(Beginning of Document text)

Compositions thus need an own set of statistical methods and should not be treated with statistical methods made for interval scale data. That early realization motivated Aitchison () to introduce the field of compositional data analysis.
1.1.2 Compositions Are Multivariate by Nature
It is quite evident that our dataset can only be compositional if it has at least two components. Otherwise, we cannot speak of a part in a total . Even in the case that we only report one part, we are in fact implicitly relating it either to a predefined total or to a complementary part. For instance, the votes obtained by the democrats/labor/social party in a district are uninformative without knowing how many got the republicans/tories/conservatives or how many votes were counted altogether; the number of grains of feldspar counted on a sediment must be interpreted relative to the grains of quartz or to the total number of grains in the counting procedure; the investment of a state on Education is on itself meaningless without knowing either how large was the total budget or how much does it spend on defense.
That implies a substantial difference between compositional data and other multivariate datasets. Most multivariate analysis begin with an univariate analysis of the individual variables (the marginals ), whereas each marginal variable of a compositional dataset has no meaning on itself, isolated from the rest.

(End of Document text)
(Beginning of Records)

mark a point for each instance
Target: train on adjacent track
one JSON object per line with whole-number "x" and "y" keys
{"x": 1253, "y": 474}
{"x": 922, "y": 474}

(End of Records)

### [What to do]
Reproduce the passage above on compositional data word for word, from beginning to end.

### [Solution below]
Compositions thus need an own set of statistical methods and should not be treated with statistical methods made for interval scale data. That early realization motivated Aitchison () to introduce the field of compositional data analysis.
1.1.2 Compositions Are Multivariate by Nature
It is quite evident that our dataset can only be compositional if it has at least two components. Otherwise, we cannot speak of a part in a total . Even in the case that we only report one part, we are in fact implicitly relating it either to a predefined total or to a complementary part. For instance, the votes obtained by the democrats/labor/social party in a district are uninformative without knowing how many got the republicans/tories/conservatives or how many votes were counted altogether; the number of grains of feldspar counted on a sediment must be interpreted relative to the grains of quartz or to the total number of grains in the counting procedure; the investment of a state on Education is on itself meaningless without knowing either how large was the total budget or how much does it spend on defense.
That implies a substantial difference between compositional data and other multivariate datasets. Most multivariate analysis begin with an univariate analysis of the individual variables (the marginals ), whereas each marginal variable of a compositional dataset has no meaning on itself, isolated from the rest.